» PROBLEM TO WORK ON
Return every line from the one containing "Question 11: Identify the grassy" through the end of the material below as a JSON list of strings, one string per line, leaving out blank lines.
□ □ □ □ □ □ □
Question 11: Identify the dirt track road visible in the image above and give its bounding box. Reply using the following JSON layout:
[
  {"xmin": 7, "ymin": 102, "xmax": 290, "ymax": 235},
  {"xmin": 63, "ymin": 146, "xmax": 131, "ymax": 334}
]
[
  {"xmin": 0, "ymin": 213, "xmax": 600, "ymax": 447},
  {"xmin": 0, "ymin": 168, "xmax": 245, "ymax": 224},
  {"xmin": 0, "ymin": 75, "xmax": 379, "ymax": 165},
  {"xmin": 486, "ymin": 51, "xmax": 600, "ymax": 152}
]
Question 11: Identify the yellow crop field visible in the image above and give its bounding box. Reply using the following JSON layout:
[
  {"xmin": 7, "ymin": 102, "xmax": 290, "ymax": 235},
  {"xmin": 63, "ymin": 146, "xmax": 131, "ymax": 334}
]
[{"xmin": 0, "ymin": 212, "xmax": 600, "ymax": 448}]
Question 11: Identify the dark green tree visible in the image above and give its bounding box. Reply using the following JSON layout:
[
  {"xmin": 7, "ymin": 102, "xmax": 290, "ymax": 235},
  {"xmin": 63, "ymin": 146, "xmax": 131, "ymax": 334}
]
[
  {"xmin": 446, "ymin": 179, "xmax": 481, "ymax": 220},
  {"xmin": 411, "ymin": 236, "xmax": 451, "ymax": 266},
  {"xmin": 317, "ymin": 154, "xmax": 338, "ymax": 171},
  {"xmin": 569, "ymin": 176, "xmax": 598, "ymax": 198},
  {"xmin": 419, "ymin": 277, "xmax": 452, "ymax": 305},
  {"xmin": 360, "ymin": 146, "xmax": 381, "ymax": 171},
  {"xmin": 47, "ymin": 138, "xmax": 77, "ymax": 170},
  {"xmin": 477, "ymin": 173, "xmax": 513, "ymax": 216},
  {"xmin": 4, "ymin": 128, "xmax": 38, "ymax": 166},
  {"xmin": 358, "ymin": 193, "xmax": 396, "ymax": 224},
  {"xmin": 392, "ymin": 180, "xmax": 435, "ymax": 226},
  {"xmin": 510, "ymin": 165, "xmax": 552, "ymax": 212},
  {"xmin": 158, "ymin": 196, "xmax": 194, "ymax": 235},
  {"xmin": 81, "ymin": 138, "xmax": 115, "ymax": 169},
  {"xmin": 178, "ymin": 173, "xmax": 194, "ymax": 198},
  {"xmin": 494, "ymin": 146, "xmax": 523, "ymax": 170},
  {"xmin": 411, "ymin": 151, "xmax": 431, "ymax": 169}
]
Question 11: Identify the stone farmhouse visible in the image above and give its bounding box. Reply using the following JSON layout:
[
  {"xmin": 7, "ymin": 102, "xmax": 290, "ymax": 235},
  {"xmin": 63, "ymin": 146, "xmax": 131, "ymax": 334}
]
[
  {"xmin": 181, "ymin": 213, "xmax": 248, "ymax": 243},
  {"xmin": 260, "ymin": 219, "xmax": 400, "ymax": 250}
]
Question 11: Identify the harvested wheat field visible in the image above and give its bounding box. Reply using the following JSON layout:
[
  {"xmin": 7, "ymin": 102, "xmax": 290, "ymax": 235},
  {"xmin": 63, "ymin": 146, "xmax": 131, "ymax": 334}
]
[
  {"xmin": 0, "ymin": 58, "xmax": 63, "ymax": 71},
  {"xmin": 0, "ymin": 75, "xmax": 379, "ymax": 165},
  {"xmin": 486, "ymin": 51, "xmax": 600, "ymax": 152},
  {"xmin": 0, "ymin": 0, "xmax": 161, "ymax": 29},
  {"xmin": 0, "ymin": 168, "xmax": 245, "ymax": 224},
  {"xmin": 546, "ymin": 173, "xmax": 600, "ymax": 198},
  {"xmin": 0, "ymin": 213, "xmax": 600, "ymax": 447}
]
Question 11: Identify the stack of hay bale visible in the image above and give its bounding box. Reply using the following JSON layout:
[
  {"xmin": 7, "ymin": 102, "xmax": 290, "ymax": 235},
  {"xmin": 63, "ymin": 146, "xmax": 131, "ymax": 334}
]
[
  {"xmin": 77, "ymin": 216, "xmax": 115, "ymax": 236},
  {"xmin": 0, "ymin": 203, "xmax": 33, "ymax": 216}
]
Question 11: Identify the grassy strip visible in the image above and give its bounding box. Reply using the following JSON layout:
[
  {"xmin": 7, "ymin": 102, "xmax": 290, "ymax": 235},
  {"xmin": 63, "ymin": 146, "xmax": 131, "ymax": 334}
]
□ □ □ □ □ □ □
» RESPONSE TO THE TASK
[
  "Question 11: Identify the grassy strip visible in the image above and give its bounding box. Reply using the following JSON layout:",
  "[",
  "  {\"xmin\": 7, \"ymin\": 102, \"xmax\": 290, \"ymax\": 235},",
  "  {\"xmin\": 63, \"ymin\": 146, \"xmax\": 131, \"ymax\": 334}",
  "]"
]